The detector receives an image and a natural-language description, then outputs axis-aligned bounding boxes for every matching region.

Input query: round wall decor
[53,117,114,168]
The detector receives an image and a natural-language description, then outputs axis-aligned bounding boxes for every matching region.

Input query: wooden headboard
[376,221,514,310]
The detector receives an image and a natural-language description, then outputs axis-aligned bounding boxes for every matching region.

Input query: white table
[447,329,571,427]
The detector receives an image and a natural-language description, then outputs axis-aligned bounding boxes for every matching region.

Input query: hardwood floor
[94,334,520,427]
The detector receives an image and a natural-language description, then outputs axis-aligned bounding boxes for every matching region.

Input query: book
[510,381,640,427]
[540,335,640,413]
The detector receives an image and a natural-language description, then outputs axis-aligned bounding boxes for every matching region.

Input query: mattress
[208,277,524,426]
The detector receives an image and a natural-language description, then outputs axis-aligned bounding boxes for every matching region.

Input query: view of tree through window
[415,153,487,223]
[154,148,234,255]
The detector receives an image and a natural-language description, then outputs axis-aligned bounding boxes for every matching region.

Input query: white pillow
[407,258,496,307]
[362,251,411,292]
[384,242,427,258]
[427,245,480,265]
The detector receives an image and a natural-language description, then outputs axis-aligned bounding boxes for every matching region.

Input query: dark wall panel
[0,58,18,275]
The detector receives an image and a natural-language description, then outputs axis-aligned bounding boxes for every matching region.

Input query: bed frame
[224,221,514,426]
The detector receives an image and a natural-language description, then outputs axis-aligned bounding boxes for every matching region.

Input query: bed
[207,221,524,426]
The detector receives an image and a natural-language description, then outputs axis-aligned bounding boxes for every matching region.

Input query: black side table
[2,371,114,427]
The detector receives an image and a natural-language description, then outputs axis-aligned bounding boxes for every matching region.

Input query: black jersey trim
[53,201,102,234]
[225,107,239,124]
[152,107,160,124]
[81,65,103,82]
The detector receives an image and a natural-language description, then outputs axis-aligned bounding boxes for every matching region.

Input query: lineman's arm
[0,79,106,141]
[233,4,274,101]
--------------------------------------------------
■ 할 일 ■
위의 자료를 처음부터 끝까지 한 줄도 빠뜨리거나 바꾸지 말고 그대로 옮겨 적으세요.

■ 출력 결과 ■
The detector receives an image and a natural-language description, then outputs axis-aligned bounding boxes for every matching region.

Input query: round wall decor
[53,117,114,168]
The detector receives an image and a natural-language description, then outputs axis-aligned bounding boxes for every matching region.

Input query: wooden headboard
[376,221,514,310]
The detector receives an image and a natural-language description, then outputs axis-aligned bounding boxes for every matching region.

Input query: white table
[447,329,571,427]
The detector receives an image and a natural-language description, then outputs axis-aligned bounding boxes for every matching region.

Input query: hardwood floor
[94,334,520,427]
The detector receives an image and a natural-language description, then outputs axis-aligned bounding boxes for every matching region.

Input query: book
[510,381,640,427]
[540,335,640,413]
The detector receives an image and a natural-language description, then outputs axis-aligned bounding boxes for every matching region.

Input query: mattress
[208,277,524,426]
The detector receives an image and a natural-language description, then outputs axis-aligned bounding boxes for every matching region.

Input query: view of tree through window
[415,153,487,223]
[154,148,234,255]
The detector receives an image and a natural-language description, then outputs axis-aligned bounding boxes for every matching region.

Input query: white pillow
[407,258,496,307]
[362,251,411,292]
[384,242,427,258]
[427,245,480,265]
The detector receives an image and a natural-language description, then outputs axis-aligned bounding boxes for every matching region.

Input query: dark wall panel
[0,58,18,275]
The detector receives an image and a natural-language description, then outputs axis-aligned bounding boxes for every matching region.

Input query: bed frame
[224,221,514,426]
The detector receives an image and a natural-language description, then outputs axis-aligned bounding boxes for every matching region.

Input query: bed
[207,221,524,426]
The detector receives an image and a natural-language description, then outputs axis-aligned bounding boxes for every matching region.

Input query: black side table
[2,371,114,427]
The detector receives an image and a natural-language description, then outputs axis-aligned bounding boxes for every matching region.

Input query: black jersey trim
[53,201,102,234]
[225,107,239,124]
[152,107,160,124]
[81,65,103,82]
The detector receives an image and a natural-language description, then outputs axis-aligned bounding boxes for every matching region.

Input query: lineman's arm
[0,79,106,141]
[233,4,274,101]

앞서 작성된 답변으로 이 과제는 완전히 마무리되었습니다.